__PROBLEM DETAILS__
Answer these questions from the passage on the grazing meadow study:
(a) In which pasture is the study area located?
(b) How many plots were surveyed in total?
(c) At what temperature and for how long was the biomass oven-dried?

FIGURE 1. The description of the study area. The location of the study area and sampling blocks of the fenced meadows (F), moderate grazing meadows (M) and heavy grazing meadows (H) in Zhuaxixiulong alpine pasture, Tianzhu, Gansu, China. DEM denote Digital Elevation Model (m).
2.2 Experimental design, sampling and measurement
In this study, we compared three types of long-term management meadows: fenced meadows (F), moderate grazing meadows (M) and heavy grazing meadows (H), and all meadows were uniformly before the implementation of managements (Figure 1; Table 1). Each management type had three replicate blocks that was about 1 ha. The distance between the blocks is about 1–2 km. We randomly selected five 1 m × 1 m plots in every block, thus, each management type of meadow had fifteen replicate plots. In total, we surveyed 45 plots in this experiment.
TABLE 1. Description of experimental study design. Characteristics of three grazing management’s meadows in this study. Fenced meadows (F), moderate grazing meadows (M) and heavy grazing meadows (H).
Aboveground plant community were surveyed in Mid-August of 2020. Using a 1 m × 1 m plot, we counted the number of species at the peak of the growing season (defined as species richness). The point-intercept method was used to measure species cover (%). We then measured aboveground parts of all plant individuals and surface litter in the same quadrat size and classified all species into four functional groups: grasses, sedges, forbs, and legumes, based on their functional forms (Niu et al., 2016). Meanwhile, a 10 cm diameter root auger was used to collect soil samples at different depth of 0–10 cm, 10–20 cm, and 20–30 cm for the belowground biomass measurement, and each layer had three repetitions in each plot. The layered soils from each plot were packed into a 2 mm nylon net bag and washed to separate roots and soil (Gao et al., 2008). Aboveground and belowground biomass was oven-dried at 75°C for 72 h and weighed.

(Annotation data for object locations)
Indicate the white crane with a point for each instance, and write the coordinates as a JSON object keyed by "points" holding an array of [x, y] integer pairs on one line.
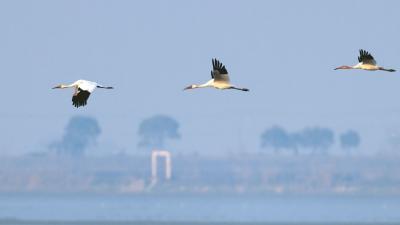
{"points": [[366, 62], [220, 78], [83, 89]]}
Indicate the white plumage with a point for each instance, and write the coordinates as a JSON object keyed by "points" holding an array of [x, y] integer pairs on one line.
{"points": [[366, 62], [220, 79], [83, 89]]}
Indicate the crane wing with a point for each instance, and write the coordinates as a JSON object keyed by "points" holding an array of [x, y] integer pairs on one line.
{"points": [[366, 58], [219, 72], [86, 85], [80, 97]]}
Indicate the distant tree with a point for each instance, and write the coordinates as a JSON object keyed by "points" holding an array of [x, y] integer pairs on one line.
{"points": [[350, 139], [277, 138], [80, 132], [316, 138], [155, 130]]}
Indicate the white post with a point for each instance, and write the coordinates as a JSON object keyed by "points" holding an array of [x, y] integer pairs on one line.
{"points": [[168, 164]]}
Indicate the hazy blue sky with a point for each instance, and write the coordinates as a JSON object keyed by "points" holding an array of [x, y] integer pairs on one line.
{"points": [[283, 51]]}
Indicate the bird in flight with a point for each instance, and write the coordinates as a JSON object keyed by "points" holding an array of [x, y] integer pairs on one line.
{"points": [[83, 89], [366, 62], [220, 79]]}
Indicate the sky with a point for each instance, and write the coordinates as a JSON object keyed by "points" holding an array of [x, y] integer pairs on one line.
{"points": [[283, 51]]}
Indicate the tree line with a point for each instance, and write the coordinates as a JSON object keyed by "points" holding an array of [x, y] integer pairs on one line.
{"points": [[154, 132], [313, 139]]}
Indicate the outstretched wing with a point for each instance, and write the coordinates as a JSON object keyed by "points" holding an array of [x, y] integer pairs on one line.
{"points": [[80, 98], [366, 58], [219, 72]]}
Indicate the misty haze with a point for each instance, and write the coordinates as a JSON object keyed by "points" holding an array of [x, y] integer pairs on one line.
{"points": [[309, 141]]}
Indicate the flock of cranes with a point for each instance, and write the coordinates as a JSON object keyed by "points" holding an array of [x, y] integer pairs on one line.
{"points": [[219, 79]]}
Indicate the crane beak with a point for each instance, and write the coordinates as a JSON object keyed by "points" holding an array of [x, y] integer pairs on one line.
{"points": [[188, 88], [56, 87]]}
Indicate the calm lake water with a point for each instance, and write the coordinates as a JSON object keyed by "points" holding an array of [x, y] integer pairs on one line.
{"points": [[209, 209]]}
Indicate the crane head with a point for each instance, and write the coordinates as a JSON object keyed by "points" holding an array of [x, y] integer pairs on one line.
{"points": [[59, 86], [193, 86]]}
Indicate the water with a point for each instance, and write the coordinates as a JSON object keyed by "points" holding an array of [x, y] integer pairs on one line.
{"points": [[180, 209]]}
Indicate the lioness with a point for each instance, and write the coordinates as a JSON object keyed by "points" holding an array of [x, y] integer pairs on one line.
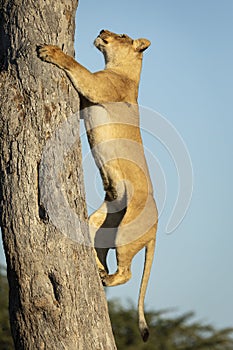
{"points": [[127, 219]]}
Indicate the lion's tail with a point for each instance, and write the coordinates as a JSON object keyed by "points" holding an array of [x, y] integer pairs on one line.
{"points": [[149, 254]]}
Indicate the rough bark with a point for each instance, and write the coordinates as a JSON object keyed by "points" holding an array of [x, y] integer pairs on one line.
{"points": [[56, 297]]}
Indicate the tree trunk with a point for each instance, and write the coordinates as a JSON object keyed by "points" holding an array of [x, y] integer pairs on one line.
{"points": [[56, 297]]}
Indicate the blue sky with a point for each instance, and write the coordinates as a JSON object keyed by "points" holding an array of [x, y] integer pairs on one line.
{"points": [[188, 78]]}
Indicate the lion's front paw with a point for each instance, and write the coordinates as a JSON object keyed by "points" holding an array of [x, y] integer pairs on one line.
{"points": [[49, 53], [103, 274]]}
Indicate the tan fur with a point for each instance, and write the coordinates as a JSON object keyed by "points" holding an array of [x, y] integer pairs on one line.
{"points": [[127, 219]]}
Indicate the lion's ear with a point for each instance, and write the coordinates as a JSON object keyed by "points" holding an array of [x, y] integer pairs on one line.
{"points": [[141, 45]]}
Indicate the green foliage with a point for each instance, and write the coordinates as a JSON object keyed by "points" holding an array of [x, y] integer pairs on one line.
{"points": [[178, 333], [6, 342]]}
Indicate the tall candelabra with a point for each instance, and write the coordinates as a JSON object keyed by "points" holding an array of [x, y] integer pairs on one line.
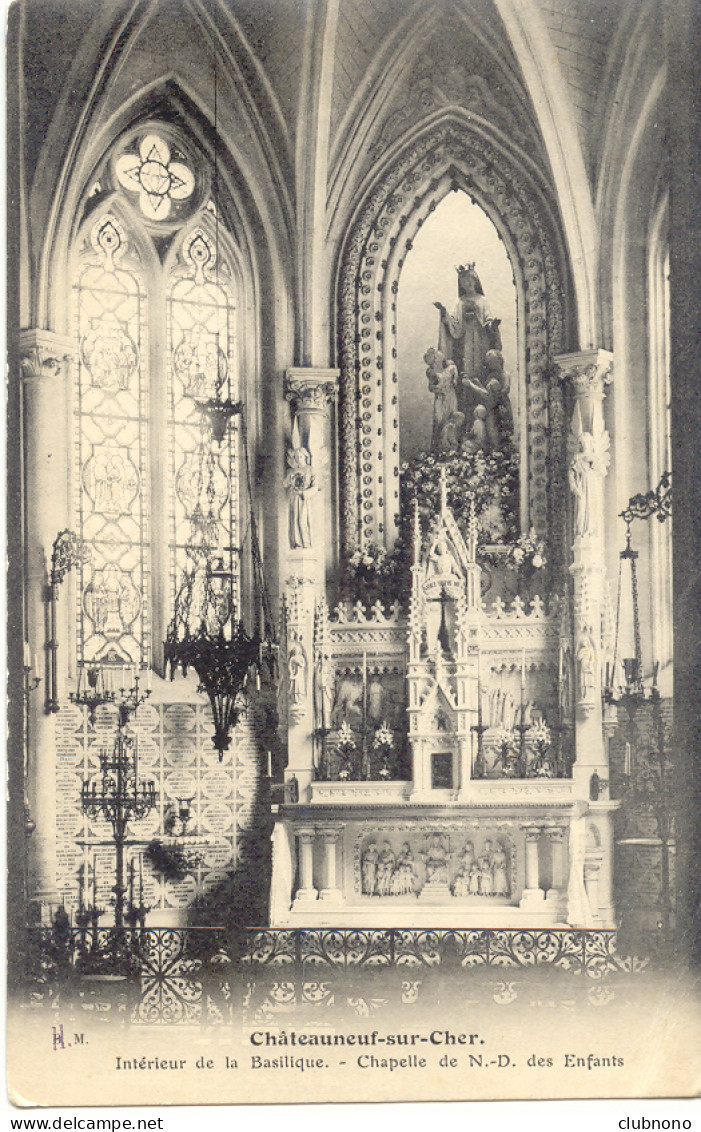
{"points": [[648, 774], [119, 796]]}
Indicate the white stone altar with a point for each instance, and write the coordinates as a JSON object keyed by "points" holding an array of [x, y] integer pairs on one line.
{"points": [[493, 811]]}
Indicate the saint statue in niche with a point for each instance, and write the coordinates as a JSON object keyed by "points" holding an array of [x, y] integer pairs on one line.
{"points": [[385, 868], [300, 482], [369, 868], [462, 336], [499, 880], [403, 878], [435, 859], [461, 884], [475, 408], [443, 383]]}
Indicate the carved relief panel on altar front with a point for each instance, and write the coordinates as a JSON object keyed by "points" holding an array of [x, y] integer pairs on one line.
{"points": [[436, 863]]}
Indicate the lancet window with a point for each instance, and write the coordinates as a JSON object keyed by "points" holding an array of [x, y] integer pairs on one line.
{"points": [[151, 478]]}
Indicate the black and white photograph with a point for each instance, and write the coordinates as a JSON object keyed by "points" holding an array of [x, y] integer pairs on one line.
{"points": [[353, 511]]}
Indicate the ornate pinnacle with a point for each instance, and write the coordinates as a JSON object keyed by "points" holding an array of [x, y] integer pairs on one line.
{"points": [[472, 532], [443, 491], [417, 533]]}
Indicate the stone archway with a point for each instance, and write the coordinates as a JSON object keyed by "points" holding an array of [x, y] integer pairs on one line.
{"points": [[449, 157]]}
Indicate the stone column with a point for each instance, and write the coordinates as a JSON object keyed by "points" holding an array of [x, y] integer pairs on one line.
{"points": [[557, 893], [532, 891], [557, 846], [592, 869], [331, 892], [306, 891], [588, 372], [43, 359], [309, 536], [604, 812], [311, 394]]}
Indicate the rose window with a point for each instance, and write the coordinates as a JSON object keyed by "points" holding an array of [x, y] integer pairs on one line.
{"points": [[155, 177]]}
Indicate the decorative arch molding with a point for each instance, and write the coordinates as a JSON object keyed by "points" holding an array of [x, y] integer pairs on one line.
{"points": [[447, 156], [242, 199], [548, 92]]}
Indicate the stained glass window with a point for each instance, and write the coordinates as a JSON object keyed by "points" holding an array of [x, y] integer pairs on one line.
{"points": [[155, 177], [155, 336], [112, 449], [202, 354]]}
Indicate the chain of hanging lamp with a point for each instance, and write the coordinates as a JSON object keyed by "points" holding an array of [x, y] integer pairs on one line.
{"points": [[207, 632], [656, 503]]}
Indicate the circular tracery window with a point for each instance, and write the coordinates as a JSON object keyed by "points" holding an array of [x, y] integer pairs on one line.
{"points": [[159, 177]]}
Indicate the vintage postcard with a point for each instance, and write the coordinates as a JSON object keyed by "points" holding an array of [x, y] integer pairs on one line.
{"points": [[353, 609]]}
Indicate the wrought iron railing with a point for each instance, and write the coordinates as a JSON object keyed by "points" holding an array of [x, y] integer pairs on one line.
{"points": [[170, 976]]}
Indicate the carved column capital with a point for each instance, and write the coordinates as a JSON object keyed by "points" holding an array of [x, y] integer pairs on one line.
{"points": [[587, 370], [306, 833], [43, 353], [330, 833], [592, 864], [556, 833], [532, 832], [310, 389]]}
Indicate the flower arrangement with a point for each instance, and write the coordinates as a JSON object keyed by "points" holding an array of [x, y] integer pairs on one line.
{"points": [[373, 575], [345, 751], [383, 745], [539, 735], [490, 479], [527, 552]]}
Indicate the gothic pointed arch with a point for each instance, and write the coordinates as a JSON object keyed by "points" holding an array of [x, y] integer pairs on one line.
{"points": [[446, 156], [259, 216]]}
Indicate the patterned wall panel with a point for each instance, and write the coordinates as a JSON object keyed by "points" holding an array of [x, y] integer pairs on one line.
{"points": [[174, 749]]}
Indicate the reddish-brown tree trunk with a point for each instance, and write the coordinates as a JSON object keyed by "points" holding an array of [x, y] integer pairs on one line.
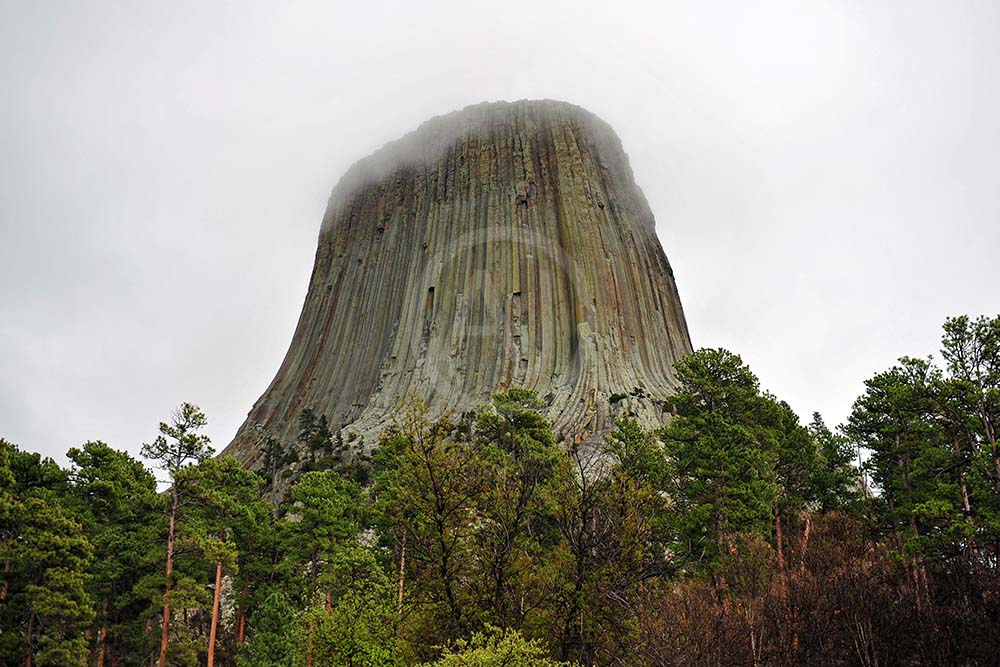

__EXERCISE SOLUTION__
(a) The study area is in Zhuaxixiulong alpine pasture, Tianzhu, Gansu, China.
(b) A total of 45 plots were surveyed.
(c) The biomass was oven-dried at 75°C for 72 h.